> [What the task requires] Rewrite the diffusion models text below from "- Performance improves" to "affects sample quality.", changing "noise schedule" to "variance schedule".

> [Excerpted text]
____________

Diffusion Models in Machine Learning (original) (raw)
Last Updated : 1 Apr, 2026
Diffusion Models in Machine Learning are generative models that create new data by learning to reverse a process of gradually adding noise to training samples. They use neural networks and probabilistic principles to transform random noise into realistic, high-quality outputs. These models are widely applied in tasks like image generation, inpainting and super-resolution, capturing complex data patterns.
- Training involves modeling the gradual transformation of data through multiple intermediate steps.
- Performance improves with larger datasets and longer denoising sequences.
- Adaptable for extensions like conditional generation and cross-modal tasks.

Diffusion Models
How it Works
Diffusion Models generate data by progressively transforming noise into structured outputs. This process can be divided into four components.
- The noise schedule is crucial for training it determines how quickly data is corrupted and affects sample quality.
- Diffusion models typically require many steps for the forward and reverse processes to ensure smooth data reconstruction.
- Variants like conditional diffusion models allow guidance with extra information, such as text prompts for image generation.
1. Forward Process
The forward process gradually adds Gaussian noise to a data sample x0 over several steps until it becomes nearly pure noise. This defines a sequence of noisy versions x1, x2, ..., xT that the model will learn to reverse.

Forward Diffusion
Forward diffusion process is represented using a distribution q, which describes how noise is added at each step.
q(x_t \mid x_{t-1}) = \mathcal{N}\left(x_t;\sqrt{1-\beta_t}\,x_{t-1},\,\beta_t I\right)
Where
- x_{t-1}: Data at the previous time step
- x_{t}: Data at the current time step after adding noise
- \beta_{t}: Variance schedule controlling how much noise is added at step t
- I: Identity matrix
- \mathcal{N}: Gaussian (normal) distribution
As t increases, xt transitions from the original data x0 to pure noise. The forward process defines the probability distribution that the model will learn to reverse.
2. Reverse Process
The reverse process reconstructs the original data from noisy inputs by predicting the clean sample at each step. This is modeled using a neural network that estimates the distribution of the previous step conditioned on the current noisy data.

Reverse Diffusaion
p(x_{t-1} \mid x_t) = \mathcal{N}\big(x_{t-1}; \mu_\theta(x_t, t), \sigma_t^2 \mathbf{I} \big)
Where
- \mu_{\theta}(x_{t},t) is the mean predicted by the neural network
- \sigma_{t}^{2} is the variance at step t
The reverse process is applied iteratively, step by step gradually converting noise into high-quality structured data.

____________

Items listed in a dataset:
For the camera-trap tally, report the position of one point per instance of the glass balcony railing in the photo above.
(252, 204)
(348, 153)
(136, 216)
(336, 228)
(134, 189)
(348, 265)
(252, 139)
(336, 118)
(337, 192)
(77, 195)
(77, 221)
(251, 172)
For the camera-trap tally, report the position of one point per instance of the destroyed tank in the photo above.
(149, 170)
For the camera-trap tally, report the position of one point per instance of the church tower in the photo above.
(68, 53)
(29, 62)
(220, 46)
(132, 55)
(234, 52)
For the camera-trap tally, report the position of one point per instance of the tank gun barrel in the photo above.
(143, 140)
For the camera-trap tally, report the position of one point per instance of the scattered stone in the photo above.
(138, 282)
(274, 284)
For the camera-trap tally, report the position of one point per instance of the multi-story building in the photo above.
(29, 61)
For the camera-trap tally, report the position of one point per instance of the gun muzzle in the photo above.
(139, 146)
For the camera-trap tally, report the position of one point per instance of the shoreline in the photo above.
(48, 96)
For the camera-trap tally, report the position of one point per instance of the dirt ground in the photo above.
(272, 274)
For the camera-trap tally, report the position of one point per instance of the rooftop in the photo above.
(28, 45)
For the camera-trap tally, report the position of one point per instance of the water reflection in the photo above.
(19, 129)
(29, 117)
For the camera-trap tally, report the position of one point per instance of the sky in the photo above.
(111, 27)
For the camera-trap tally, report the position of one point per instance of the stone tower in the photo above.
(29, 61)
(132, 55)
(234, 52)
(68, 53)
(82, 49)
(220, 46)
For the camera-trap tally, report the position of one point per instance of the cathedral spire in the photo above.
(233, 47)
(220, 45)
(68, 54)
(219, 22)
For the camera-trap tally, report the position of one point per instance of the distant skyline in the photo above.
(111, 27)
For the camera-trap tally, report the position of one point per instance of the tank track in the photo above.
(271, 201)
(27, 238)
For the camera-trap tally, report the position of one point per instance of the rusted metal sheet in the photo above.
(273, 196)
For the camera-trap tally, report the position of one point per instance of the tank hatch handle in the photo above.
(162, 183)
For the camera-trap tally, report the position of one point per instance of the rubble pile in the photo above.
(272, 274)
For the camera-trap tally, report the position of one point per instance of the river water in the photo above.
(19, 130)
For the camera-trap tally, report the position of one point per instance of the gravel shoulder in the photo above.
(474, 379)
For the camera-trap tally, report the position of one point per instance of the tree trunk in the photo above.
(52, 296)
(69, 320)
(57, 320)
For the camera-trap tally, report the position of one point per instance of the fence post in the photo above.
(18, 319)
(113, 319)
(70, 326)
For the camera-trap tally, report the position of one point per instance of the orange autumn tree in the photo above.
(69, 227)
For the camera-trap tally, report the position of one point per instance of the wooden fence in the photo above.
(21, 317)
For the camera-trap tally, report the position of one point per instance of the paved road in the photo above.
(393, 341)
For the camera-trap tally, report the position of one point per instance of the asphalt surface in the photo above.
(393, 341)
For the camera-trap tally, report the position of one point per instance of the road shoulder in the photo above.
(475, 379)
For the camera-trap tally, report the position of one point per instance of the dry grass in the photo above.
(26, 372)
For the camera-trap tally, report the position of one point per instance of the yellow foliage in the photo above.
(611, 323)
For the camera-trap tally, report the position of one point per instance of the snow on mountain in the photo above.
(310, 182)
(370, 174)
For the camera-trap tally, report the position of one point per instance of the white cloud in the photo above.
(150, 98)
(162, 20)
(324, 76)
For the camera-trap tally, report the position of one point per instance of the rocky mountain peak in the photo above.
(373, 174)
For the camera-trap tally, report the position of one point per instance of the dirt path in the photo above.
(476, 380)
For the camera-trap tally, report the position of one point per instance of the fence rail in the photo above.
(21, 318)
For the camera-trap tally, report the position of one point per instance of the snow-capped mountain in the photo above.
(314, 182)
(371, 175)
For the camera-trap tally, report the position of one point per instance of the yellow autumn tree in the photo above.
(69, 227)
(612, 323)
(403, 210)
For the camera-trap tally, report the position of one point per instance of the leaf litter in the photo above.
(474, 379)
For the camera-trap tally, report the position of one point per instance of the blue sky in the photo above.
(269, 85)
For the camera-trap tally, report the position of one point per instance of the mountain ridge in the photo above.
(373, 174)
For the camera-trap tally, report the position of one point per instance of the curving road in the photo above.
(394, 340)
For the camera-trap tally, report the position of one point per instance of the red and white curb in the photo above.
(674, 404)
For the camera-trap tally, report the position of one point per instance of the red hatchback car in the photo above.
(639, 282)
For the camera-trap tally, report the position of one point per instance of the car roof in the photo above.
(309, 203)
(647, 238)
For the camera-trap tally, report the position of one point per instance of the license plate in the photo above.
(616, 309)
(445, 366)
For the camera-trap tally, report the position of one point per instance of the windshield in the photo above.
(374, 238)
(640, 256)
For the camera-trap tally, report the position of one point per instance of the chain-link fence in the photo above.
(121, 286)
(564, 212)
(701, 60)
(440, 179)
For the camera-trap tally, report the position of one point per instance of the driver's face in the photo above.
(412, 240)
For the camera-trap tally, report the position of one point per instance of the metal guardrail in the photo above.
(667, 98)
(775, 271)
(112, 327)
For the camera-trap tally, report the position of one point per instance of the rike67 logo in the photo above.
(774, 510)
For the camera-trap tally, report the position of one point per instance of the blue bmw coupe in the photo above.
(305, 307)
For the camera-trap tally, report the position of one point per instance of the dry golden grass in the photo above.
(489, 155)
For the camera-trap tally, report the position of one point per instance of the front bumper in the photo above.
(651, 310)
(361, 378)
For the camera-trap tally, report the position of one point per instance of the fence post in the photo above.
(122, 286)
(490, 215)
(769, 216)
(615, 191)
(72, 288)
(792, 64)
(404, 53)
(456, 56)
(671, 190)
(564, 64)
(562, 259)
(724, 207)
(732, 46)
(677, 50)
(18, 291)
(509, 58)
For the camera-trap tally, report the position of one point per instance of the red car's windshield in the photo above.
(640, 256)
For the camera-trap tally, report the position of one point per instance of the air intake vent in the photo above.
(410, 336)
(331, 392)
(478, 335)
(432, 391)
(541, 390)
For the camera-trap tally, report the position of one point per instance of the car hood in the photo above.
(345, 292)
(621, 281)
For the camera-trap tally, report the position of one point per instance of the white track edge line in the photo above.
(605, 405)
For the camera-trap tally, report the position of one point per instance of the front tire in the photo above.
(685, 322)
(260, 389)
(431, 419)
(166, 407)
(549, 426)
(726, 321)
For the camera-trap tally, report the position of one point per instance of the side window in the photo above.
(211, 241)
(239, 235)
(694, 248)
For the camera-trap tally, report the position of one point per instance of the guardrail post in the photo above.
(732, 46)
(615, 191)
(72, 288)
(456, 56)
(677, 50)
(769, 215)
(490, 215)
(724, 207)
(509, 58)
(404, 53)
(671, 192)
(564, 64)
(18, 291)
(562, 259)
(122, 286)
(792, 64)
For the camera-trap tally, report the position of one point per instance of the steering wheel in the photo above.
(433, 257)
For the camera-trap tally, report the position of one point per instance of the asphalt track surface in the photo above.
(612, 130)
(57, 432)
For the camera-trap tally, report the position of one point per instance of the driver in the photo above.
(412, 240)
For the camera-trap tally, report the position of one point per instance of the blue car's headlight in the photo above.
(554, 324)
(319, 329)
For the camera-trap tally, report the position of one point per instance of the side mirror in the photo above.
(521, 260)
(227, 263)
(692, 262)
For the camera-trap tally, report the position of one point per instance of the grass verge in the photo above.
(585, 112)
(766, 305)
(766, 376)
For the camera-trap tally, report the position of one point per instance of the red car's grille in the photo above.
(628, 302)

____________

> [Written solution]
- Performance improves with larger datasets and longer denoising sequences.
- Adaptable for extensions like conditional generation and cross-modal tasks.

Diffusion Models
How it Works
Diffusion Models generate data by progressively transforming noise into structured outputs. This process can be divided into four components.
- The variance schedule is crucial for training it determines how quickly data is corrupted and affects sample quality.